- **Task to complete**
Please print out every entry below, verbatim.

- **Available records**
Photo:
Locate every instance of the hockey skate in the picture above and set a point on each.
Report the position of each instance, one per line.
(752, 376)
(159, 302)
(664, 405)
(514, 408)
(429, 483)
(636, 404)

- **Result of the exercise**
Photo:
Locate every instance of the hockey skate in the picture above and set a point on each.
Report the position of each instance, one per line.
(752, 376)
(159, 302)
(664, 405)
(514, 408)
(429, 483)
(636, 404)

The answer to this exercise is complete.